DATA PROVIDED »
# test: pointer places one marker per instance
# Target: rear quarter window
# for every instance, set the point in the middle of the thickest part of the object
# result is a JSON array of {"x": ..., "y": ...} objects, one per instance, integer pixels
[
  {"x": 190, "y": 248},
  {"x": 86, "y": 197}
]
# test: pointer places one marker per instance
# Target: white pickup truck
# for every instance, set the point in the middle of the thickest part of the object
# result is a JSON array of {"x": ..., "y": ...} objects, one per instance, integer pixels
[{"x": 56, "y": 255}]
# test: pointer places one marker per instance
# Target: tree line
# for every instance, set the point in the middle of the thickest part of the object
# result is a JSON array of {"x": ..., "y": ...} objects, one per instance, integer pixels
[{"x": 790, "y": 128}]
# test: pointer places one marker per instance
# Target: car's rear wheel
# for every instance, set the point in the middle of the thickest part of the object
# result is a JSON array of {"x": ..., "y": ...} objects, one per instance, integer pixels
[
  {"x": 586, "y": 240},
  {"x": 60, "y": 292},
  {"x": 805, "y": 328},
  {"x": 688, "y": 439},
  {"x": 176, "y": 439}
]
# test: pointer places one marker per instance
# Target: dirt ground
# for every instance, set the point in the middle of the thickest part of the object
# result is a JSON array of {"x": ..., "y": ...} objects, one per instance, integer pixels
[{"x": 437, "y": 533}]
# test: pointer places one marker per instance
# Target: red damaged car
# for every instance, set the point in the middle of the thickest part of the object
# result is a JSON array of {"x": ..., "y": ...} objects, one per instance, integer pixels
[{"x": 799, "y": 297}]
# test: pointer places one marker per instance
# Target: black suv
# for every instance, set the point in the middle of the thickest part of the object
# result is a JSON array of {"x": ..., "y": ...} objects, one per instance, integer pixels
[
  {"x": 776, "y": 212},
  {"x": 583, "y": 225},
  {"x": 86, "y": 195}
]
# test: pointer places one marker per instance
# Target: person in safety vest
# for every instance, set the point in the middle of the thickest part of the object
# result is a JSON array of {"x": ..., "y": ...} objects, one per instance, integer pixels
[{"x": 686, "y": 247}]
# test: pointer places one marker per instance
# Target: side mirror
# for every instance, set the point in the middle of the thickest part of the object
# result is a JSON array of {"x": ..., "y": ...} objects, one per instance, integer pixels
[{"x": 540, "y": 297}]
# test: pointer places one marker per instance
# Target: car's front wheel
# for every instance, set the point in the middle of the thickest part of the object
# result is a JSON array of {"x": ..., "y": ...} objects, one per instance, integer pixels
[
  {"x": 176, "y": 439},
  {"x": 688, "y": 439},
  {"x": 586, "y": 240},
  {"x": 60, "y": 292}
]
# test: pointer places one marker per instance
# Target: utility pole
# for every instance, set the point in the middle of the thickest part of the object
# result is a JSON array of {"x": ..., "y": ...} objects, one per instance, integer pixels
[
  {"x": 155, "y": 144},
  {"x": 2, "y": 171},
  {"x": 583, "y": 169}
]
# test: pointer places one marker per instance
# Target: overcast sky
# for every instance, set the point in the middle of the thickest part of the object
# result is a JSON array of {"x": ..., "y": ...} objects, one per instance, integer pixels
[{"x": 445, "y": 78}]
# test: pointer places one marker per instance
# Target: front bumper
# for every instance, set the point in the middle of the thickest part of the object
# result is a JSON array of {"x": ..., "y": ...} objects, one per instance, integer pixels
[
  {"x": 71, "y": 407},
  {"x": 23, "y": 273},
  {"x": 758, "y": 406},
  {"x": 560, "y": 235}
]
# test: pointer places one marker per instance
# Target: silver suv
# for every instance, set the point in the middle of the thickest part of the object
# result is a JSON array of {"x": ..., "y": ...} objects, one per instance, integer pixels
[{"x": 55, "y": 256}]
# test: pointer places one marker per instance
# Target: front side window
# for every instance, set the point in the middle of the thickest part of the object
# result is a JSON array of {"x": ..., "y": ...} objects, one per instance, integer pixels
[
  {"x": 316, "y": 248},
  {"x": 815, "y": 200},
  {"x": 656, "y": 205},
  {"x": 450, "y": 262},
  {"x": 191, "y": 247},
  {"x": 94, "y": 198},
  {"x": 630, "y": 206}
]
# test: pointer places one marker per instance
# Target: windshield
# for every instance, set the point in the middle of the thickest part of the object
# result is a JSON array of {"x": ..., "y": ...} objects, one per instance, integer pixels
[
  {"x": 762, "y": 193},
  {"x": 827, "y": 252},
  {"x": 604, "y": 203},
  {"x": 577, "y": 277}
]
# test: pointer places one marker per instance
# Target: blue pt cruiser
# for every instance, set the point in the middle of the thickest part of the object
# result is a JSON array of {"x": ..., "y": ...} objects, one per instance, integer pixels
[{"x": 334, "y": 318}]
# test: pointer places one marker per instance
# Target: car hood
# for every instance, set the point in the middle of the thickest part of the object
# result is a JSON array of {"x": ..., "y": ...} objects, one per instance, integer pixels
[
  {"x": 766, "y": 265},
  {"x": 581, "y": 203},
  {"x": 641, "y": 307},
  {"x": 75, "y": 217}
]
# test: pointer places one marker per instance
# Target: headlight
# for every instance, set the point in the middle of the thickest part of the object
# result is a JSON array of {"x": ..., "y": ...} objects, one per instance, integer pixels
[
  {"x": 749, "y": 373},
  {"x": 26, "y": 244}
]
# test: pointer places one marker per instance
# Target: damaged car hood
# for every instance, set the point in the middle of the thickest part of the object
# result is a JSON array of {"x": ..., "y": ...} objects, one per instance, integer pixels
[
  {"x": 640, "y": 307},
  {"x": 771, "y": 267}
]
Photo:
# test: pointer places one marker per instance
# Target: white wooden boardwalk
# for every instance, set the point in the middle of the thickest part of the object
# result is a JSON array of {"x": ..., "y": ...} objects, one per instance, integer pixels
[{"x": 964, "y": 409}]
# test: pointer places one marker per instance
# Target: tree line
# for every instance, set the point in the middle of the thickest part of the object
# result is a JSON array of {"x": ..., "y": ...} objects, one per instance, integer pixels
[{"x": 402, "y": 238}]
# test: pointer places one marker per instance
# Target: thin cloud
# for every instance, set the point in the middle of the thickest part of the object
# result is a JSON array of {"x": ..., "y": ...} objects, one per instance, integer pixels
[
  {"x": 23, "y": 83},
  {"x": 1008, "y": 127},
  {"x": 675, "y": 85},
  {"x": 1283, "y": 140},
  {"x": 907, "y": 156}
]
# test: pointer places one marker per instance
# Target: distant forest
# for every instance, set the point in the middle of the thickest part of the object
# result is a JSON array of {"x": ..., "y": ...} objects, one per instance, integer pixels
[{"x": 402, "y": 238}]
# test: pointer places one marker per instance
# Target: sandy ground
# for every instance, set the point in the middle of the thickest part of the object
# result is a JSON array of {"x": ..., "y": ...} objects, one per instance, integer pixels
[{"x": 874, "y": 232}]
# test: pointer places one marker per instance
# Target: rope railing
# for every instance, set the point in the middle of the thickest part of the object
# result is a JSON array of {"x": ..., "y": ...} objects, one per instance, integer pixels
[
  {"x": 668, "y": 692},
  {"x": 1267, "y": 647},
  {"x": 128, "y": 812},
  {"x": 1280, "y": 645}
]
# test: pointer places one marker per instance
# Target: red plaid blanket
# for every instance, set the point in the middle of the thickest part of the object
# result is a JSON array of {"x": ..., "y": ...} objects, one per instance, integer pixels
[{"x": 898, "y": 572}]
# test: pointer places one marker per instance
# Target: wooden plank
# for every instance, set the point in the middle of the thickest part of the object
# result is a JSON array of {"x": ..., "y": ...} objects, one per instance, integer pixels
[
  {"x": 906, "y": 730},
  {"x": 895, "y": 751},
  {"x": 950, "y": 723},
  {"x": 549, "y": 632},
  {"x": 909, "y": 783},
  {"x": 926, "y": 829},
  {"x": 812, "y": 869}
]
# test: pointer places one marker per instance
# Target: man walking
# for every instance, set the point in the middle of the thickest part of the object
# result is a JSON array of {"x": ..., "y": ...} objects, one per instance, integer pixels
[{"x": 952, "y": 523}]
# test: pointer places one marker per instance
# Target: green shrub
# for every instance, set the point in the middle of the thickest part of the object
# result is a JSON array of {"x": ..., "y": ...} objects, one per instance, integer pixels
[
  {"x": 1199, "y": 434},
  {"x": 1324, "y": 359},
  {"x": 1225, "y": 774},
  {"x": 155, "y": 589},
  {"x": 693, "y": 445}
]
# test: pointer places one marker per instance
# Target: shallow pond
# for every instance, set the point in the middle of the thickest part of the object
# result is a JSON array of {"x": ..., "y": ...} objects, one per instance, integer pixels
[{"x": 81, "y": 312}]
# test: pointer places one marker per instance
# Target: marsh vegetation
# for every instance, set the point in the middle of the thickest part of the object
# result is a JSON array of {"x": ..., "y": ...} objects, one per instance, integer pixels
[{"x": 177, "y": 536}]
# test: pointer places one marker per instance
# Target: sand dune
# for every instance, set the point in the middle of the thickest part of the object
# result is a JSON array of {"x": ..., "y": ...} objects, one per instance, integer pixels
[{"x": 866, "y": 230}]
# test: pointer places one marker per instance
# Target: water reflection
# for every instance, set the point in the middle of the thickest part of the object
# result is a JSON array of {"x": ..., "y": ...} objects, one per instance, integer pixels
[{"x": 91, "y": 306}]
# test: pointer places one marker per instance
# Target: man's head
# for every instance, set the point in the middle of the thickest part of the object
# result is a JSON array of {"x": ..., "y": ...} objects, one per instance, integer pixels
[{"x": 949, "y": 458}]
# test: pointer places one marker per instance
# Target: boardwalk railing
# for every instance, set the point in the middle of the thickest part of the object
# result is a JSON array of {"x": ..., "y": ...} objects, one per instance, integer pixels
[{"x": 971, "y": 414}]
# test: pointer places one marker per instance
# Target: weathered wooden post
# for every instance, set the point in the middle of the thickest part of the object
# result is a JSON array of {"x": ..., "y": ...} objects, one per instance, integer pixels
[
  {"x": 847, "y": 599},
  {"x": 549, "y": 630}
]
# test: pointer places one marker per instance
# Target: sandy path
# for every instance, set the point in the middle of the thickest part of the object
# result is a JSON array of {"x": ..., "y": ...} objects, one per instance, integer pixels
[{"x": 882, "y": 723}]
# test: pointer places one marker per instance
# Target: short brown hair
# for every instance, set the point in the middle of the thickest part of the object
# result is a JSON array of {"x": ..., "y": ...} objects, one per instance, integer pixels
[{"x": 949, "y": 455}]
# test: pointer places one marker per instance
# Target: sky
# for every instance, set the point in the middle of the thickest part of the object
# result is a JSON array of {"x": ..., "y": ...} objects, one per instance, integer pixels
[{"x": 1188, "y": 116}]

REQUIRED TASK »
Identify every line in the material above that contains the string "railing", treating uppercase and lowercase as distinct, and copy each such line in full.

RESPONSE TO THIS EXERCISE »
# Target: rope railing
# Target: boardwalk railing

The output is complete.